START SOURCE EXTRACT

Aligarh Muslim University Case | Muslims Were Not A 'Minority' Before Independence: Senior Advocate Rakesh Dwivedi Suggests 'Dominance Test' To Identify Minorities
On the sixth day of hearing before the Seven Judge Bench in the matter pertaining to the minority status of the Aligarh Muslim University (AMU), Senior Advocate Rakesh Dwivedi appearing for a respondent contended that Muslims were not a "minority" before Independence. He told the Supreme Court that it is time to define the word "minority", which is not defined in the Constitution. He proposed a test to determine who could be treated as a "minority" before independence and the adoption of our Constitution.
Rakesh Dwivedi commenced his arguments by saying, "That to be a Muslim is one thing and to be a minority is another thing”.
He continued, "For example, if we are in Jammu and Kashmir, majority are Muslims and Muslims are not a minority. The question, therefore, would be- either we proceed on the basis of the assumption which was made in Azeez Basha (1968 AIR 662) that the Muslims in 1920 were a minority and decide whether they are entitled to the benefit of Article 30 or we consider the question on the facts whether they were a minority in 1920, which requires, first of all, determination of the most vital question which somehow has avoided the attention of this Court in most matters, whether they were Christian colleges or whether they were Muslim colleges established before Independence. This Court has proceeded on an assumption that they were a minority".

END SOURCE EXTRACT
START DATA SHOWN

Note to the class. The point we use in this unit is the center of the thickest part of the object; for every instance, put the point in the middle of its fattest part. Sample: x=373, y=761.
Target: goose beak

END DATA SHOWN

* [INSTRUCTIONS FOR THE TASK]
Extend the report on the Aligarh Muslim University hearing, starting right after its last sentence.

* [WRITTEN RESPONSE]
He further submitted, "So how do we understand this concept of Minority? Do we decide this today in a Bench of 7 judges when your lordships are sitting or do we again, like TMA Pai says, that these questions are leftover to be decided later? This question was squarely there... but all that TMA Pai decided was that minority will be decided state-wise. But what is this minority milords? Is it a numerical question, does it have a qualitative content? Does it require that the people who are now claiming to be a minority understood themselves to be a minority at that time? Only then milords this can be proceeded. So, I either we avoid it... we say that today in India the Muslims are a minority, and therefore we jump to that conclusion that in 1920 also they were a minority".
Chief Justice DY Chandrachud then said, "But nobody has questioned that Mr. Dwivedi".
"That is referred…..this is the question which has not been addressed", Dwivedi responded.
The CJI then said, "The question which has really been addressed before us is whether they(AMU) are established and administered by a minority. The fact that they(Muslims) are a minority today in UP, the fact that they were a minority at that relevant point of time. Because, whether they were a minority or not has to be decided on today's standards. There is no different standard in 1920 as compared to today".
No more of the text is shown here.